However, I like dill for the subtle flavor it adds to many of my favorite foods including pickles, potato salad, cabbage rolls, poached salmon, fish soup and this recipe for chicken stroganoff derived from the Use It All Cookbook by Jane Marsh Dieckmann.

INGREDIENTS:

1 medium onion (about 3 inches in diameter)
3 T butter/margarine
1/2 lb. mushrooms
1 T flour
1/2 salt
2 tsp. paprika
1/4 tsp. basil, crumbled
1/4 tsp. thyme, crumbled
1/2 cup chicken broth
1/2 cup dry white wine
1/2 cup dairy sour cream
1/4 cup Swiss cheese
2 cups diced cooked chicken
2 tsp. lemon juice
2 T chopped fresh dill
8 oz. noodles

PROCEDURE:

Clean and chop the onion into a quarter-inch dice. Clean and thinly slice the mushrooms. Chop the chicken into a half-inch dice. Grate the cheese and wash and chop the dill. Start heating water to cook the noodles.

Melt the butter over medium heat in a large saucepan or Dutch oven and sauté the onion until it just begins to turn gold. Add the mushrooms and cook for three or four minutes, stirring constantly. Blend in the flour, salt, paprika, basil and thyme and cook for two minutes. Lower the heat and gradually stir in the chicken broth and wine. Cook, stirring constantly, until the mixture bubbles and thickens.

» **Task instructions**
1. In the chicken stroganoff recipe, how long are the mushrooms cooked once they go into the pan?
2. Write the next part of the chicken stroganoff recipe, picking up after its last sentence.
The listing that follows comes from a different source than the recipe.

» **Supplied information**
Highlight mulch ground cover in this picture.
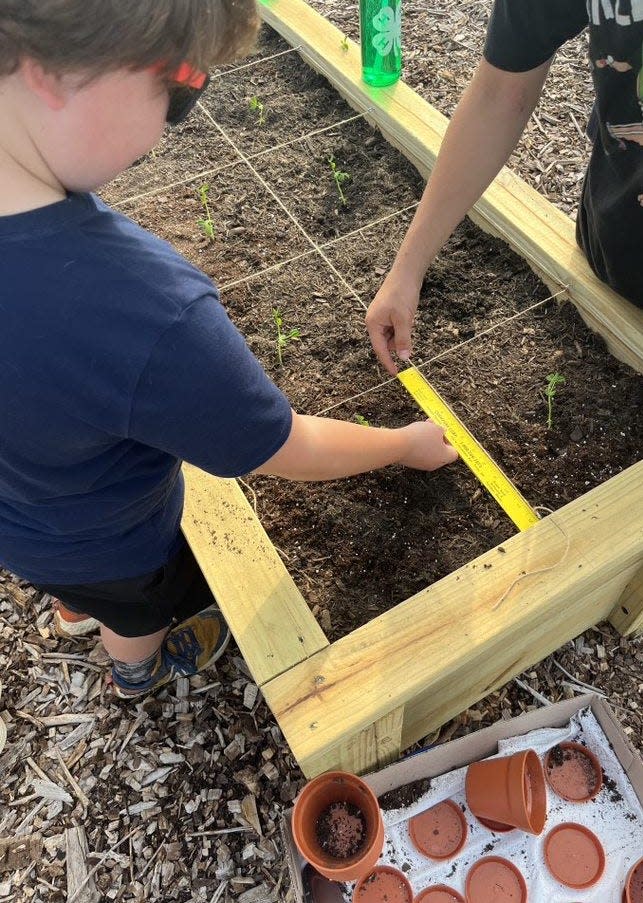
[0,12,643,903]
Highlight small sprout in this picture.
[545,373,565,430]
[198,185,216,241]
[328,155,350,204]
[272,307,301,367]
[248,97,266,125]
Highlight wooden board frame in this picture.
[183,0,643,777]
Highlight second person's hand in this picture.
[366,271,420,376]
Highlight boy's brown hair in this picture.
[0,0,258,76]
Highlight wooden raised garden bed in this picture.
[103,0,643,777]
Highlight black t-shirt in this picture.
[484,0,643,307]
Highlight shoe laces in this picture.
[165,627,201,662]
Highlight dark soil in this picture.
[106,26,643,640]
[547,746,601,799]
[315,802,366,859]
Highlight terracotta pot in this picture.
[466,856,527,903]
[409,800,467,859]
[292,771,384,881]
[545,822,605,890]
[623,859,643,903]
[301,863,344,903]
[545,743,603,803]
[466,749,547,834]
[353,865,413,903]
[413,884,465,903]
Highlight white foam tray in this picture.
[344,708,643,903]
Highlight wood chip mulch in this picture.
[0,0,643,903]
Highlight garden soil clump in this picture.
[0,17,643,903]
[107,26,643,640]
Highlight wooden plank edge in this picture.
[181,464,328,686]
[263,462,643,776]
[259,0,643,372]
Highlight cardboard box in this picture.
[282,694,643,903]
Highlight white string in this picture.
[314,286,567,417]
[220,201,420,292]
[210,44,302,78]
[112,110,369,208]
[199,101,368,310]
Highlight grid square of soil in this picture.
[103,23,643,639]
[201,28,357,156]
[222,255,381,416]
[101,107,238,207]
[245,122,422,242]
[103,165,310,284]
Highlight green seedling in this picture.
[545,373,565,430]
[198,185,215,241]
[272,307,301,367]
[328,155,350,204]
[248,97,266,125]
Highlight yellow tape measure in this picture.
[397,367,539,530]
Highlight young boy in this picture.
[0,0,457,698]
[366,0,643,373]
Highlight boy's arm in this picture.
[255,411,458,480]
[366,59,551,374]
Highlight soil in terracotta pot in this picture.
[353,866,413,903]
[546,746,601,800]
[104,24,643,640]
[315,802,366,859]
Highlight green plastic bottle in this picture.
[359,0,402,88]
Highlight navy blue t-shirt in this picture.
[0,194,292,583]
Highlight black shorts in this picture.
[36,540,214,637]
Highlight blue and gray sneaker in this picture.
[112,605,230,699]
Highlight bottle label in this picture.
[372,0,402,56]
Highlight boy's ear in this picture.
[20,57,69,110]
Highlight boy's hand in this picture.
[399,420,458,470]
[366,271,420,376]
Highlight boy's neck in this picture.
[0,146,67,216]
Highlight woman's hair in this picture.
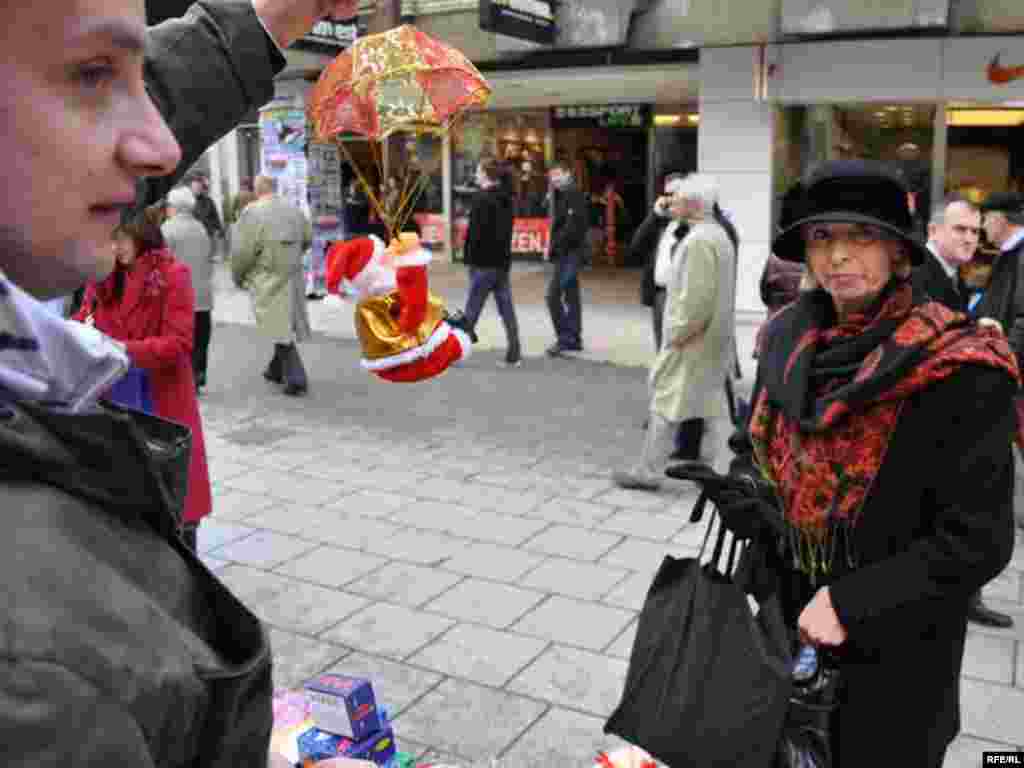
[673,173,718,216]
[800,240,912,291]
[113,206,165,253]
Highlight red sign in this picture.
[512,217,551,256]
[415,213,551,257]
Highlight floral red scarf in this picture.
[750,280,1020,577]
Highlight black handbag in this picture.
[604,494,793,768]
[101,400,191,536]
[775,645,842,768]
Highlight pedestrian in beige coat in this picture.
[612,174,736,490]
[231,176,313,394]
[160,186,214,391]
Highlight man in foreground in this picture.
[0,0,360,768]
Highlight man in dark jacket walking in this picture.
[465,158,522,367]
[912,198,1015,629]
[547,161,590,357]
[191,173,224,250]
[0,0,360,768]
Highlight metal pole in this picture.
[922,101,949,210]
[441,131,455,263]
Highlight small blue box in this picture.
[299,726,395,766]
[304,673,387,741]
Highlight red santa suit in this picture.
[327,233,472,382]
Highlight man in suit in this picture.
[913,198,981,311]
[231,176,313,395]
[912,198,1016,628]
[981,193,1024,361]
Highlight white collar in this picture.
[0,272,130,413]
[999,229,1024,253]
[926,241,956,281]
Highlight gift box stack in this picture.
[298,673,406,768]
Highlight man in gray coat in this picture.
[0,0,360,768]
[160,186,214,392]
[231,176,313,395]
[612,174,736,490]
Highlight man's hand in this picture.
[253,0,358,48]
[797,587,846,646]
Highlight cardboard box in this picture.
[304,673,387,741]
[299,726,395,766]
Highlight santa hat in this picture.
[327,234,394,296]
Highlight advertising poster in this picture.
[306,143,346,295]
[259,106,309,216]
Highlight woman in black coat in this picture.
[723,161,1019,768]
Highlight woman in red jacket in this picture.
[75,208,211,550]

» **Answers given**
1. Three or four minutes, stirring constantly.

2.
Reduce the heat to very low, cover, simmer for five minutes and remove the pan from the heat. Blend in the sour cream and cheese. Add the chicken, lemon juice, and dill. Heat thoroughly over low heat, but do not boil.

Serve over hot cooked noodles with a cucumber and tomato salad and good bread.

NOTES: You can substitute leftover turkey for the chicken. I use rounded tablespoons of dill. Sauvignon blanc or chardonnay wines are both good choices for the recipe and to serve at the table. This recipe makes four generous servings.